# Do this
Locate each line in the records below that contains the string "cabin", treating case as significant, and copy those lines.

BEGIN Raw records

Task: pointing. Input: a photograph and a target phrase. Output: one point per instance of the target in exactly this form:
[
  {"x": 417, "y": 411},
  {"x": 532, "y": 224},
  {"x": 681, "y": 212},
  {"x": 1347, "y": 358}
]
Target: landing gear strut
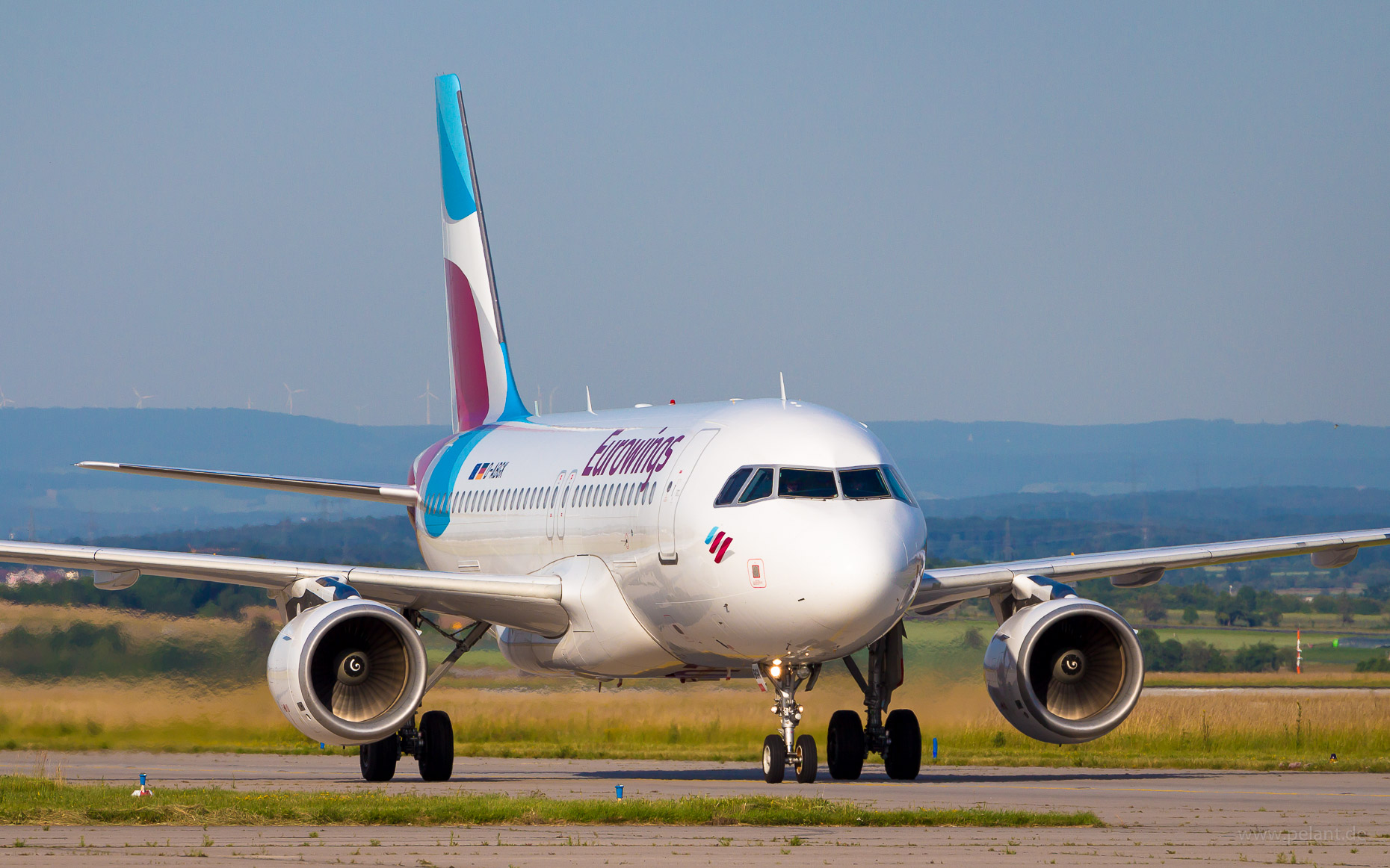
[
  {"x": 431, "y": 743},
  {"x": 897, "y": 740},
  {"x": 785, "y": 749}
]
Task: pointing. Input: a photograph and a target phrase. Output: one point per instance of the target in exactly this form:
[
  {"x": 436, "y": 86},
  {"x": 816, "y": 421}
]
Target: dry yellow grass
[
  {"x": 717, "y": 722},
  {"x": 139, "y": 627},
  {"x": 1325, "y": 675}
]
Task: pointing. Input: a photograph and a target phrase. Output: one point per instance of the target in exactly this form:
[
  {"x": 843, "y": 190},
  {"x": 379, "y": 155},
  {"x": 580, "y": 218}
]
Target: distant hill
[
  {"x": 40, "y": 485},
  {"x": 1007, "y": 467},
  {"x": 974, "y": 459}
]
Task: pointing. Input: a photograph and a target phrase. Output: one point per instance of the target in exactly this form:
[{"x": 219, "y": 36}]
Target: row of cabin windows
[
  {"x": 506, "y": 500},
  {"x": 753, "y": 483}
]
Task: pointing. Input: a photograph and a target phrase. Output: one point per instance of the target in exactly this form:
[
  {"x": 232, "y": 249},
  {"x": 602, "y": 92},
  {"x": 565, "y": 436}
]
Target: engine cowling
[
  {"x": 1065, "y": 671},
  {"x": 348, "y": 672}
]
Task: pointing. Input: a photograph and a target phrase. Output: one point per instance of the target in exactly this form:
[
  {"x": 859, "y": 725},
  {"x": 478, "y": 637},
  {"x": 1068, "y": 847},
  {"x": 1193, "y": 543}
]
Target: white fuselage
[{"x": 622, "y": 506}]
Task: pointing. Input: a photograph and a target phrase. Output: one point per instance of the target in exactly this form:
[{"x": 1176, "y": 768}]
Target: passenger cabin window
[
  {"x": 795, "y": 483},
  {"x": 733, "y": 485},
  {"x": 759, "y": 486},
  {"x": 863, "y": 483}
]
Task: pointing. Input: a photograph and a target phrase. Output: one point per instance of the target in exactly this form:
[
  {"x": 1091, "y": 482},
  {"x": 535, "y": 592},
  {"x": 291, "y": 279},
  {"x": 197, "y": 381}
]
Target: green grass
[{"x": 42, "y": 802}]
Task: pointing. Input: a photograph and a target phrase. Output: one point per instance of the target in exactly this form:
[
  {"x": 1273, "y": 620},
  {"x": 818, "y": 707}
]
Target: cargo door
[{"x": 676, "y": 480}]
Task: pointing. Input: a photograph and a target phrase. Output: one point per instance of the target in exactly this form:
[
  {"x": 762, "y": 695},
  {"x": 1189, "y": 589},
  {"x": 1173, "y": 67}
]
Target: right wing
[
  {"x": 525, "y": 601},
  {"x": 1136, "y": 567},
  {"x": 401, "y": 495}
]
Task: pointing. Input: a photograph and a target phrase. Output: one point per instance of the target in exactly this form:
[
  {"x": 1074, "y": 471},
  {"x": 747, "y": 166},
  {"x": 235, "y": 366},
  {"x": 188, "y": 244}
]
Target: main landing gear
[
  {"x": 785, "y": 749},
  {"x": 897, "y": 740},
  {"x": 431, "y": 743}
]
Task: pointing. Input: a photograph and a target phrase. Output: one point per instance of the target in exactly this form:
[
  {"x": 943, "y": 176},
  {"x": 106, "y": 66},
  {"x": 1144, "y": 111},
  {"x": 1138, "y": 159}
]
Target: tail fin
[{"x": 483, "y": 386}]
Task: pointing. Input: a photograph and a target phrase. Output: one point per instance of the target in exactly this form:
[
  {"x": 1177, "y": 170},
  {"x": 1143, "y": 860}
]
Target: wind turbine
[
  {"x": 289, "y": 397},
  {"x": 427, "y": 397}
]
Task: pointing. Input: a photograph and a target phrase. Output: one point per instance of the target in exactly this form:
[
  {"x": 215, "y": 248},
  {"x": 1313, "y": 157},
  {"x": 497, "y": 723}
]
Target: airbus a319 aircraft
[{"x": 758, "y": 539}]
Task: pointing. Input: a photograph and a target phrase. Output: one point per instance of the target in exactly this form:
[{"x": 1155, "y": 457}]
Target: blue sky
[{"x": 1084, "y": 213}]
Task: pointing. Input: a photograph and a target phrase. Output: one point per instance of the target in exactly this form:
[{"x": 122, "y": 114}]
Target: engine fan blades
[
  {"x": 362, "y": 699},
  {"x": 1104, "y": 670}
]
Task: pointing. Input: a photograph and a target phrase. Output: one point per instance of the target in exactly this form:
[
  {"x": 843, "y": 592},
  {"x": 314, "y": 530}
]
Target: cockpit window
[
  {"x": 795, "y": 483},
  {"x": 759, "y": 486},
  {"x": 900, "y": 491},
  {"x": 863, "y": 483},
  {"x": 732, "y": 486}
]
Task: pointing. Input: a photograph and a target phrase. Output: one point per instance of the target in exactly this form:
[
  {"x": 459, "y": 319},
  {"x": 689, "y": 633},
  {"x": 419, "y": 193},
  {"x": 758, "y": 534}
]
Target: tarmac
[{"x": 1152, "y": 816}]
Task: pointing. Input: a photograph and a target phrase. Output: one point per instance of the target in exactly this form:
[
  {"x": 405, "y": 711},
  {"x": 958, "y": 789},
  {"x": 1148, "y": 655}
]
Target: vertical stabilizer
[{"x": 483, "y": 386}]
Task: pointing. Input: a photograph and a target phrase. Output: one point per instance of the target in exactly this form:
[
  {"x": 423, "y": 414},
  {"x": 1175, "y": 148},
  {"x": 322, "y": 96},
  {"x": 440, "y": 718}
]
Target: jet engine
[
  {"x": 348, "y": 672},
  {"x": 1063, "y": 671}
]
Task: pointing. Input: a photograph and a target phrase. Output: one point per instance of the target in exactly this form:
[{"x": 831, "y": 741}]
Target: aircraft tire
[
  {"x": 903, "y": 760},
  {"x": 774, "y": 760},
  {"x": 806, "y": 759},
  {"x": 845, "y": 745},
  {"x": 436, "y": 746},
  {"x": 378, "y": 759}
]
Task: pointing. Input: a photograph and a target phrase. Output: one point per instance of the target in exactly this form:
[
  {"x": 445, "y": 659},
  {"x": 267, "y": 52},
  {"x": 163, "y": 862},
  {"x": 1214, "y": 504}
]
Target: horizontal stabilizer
[{"x": 399, "y": 495}]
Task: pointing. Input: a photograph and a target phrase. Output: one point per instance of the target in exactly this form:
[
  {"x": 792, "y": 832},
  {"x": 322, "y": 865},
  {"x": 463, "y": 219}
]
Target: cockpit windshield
[
  {"x": 733, "y": 486},
  {"x": 753, "y": 483},
  {"x": 761, "y": 486},
  {"x": 863, "y": 483},
  {"x": 795, "y": 483}
]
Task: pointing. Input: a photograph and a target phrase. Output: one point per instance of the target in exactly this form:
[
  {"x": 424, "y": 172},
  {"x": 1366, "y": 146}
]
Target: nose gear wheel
[{"x": 785, "y": 749}]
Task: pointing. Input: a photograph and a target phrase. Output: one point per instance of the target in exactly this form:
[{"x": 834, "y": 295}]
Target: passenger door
[
  {"x": 565, "y": 497},
  {"x": 676, "y": 480},
  {"x": 552, "y": 504}
]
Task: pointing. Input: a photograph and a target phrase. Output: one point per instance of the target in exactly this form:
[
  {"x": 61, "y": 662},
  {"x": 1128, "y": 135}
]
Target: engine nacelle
[
  {"x": 1065, "y": 671},
  {"x": 348, "y": 672}
]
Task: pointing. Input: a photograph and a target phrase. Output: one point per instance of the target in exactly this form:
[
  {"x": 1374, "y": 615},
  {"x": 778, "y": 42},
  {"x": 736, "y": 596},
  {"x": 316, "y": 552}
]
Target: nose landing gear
[
  {"x": 785, "y": 749},
  {"x": 897, "y": 740}
]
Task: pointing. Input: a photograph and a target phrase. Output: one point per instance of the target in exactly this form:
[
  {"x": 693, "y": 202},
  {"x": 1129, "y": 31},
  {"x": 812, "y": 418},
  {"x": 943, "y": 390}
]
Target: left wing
[
  {"x": 1137, "y": 567},
  {"x": 525, "y": 601},
  {"x": 401, "y": 495}
]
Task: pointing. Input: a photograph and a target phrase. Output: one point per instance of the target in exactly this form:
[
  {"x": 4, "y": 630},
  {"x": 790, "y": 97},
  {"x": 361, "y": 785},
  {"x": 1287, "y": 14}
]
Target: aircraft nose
[{"x": 861, "y": 578}]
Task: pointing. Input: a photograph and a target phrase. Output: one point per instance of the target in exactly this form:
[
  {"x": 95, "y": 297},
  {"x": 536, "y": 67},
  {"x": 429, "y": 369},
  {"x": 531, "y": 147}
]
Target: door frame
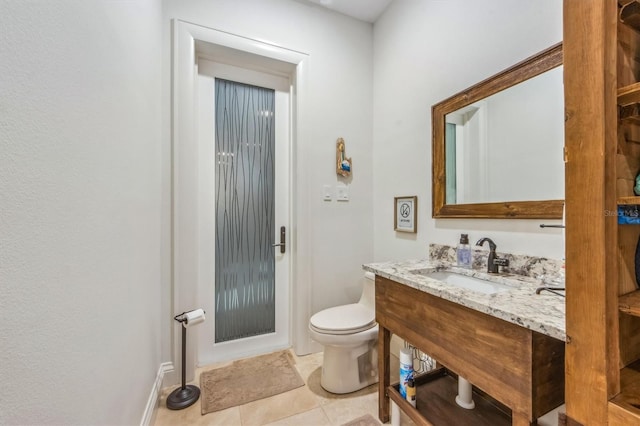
[
  {"x": 189, "y": 40},
  {"x": 209, "y": 71}
]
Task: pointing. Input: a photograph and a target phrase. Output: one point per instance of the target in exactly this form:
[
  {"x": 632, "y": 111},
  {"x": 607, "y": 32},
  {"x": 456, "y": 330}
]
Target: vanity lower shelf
[
  {"x": 624, "y": 408},
  {"x": 435, "y": 403}
]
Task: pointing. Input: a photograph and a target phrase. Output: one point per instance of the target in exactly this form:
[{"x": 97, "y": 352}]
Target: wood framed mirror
[{"x": 515, "y": 168}]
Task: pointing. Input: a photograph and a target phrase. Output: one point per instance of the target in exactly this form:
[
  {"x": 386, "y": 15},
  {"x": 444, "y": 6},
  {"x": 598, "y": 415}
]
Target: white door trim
[{"x": 185, "y": 178}]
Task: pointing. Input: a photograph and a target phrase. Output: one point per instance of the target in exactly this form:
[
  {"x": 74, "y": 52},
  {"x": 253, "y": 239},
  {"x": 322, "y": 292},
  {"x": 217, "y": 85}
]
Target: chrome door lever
[{"x": 283, "y": 238}]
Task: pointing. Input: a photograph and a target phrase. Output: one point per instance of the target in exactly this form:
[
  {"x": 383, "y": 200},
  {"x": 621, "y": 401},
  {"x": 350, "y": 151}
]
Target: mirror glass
[
  {"x": 498, "y": 149},
  {"x": 498, "y": 146}
]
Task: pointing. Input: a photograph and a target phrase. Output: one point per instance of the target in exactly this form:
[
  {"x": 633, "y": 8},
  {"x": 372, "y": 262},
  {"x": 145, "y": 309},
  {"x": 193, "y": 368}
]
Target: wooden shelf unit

END Raw records

# Output for this exercise
Target: row of cabin windows
Target: passenger cabin window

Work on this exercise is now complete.